Work to be completed: How many lines in the material below contain the string "woman"? Give only the number.
──────── Extracted entries
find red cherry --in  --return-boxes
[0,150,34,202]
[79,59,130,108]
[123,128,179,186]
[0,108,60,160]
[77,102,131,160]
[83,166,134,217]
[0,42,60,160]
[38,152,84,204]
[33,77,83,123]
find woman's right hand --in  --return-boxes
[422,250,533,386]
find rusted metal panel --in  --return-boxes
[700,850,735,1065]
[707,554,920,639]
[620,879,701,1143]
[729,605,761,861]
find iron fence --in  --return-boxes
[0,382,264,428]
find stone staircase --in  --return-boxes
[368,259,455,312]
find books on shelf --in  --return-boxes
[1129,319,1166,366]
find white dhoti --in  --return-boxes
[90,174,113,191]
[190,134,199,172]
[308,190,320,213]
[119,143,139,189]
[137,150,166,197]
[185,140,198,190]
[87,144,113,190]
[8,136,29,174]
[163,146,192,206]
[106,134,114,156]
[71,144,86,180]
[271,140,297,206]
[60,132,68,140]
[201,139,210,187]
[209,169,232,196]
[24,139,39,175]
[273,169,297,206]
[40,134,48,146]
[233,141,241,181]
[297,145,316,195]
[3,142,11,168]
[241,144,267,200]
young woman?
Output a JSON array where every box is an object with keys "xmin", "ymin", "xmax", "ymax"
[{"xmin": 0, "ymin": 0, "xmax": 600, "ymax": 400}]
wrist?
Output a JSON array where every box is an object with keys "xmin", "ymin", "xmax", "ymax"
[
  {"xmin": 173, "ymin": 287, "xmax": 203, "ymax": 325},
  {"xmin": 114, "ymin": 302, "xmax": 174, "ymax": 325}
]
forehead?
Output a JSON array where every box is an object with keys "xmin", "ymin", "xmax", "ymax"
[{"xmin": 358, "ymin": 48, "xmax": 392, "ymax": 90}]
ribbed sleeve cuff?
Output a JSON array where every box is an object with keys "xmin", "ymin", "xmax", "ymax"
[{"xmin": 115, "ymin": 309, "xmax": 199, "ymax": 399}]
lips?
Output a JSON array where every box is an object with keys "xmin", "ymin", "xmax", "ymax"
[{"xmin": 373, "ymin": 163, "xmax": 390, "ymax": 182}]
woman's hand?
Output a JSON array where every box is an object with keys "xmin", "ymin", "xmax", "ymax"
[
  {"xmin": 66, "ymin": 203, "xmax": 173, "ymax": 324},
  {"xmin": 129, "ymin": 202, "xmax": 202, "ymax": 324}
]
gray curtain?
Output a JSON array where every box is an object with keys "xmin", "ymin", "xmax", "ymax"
────────────────
Response below: 3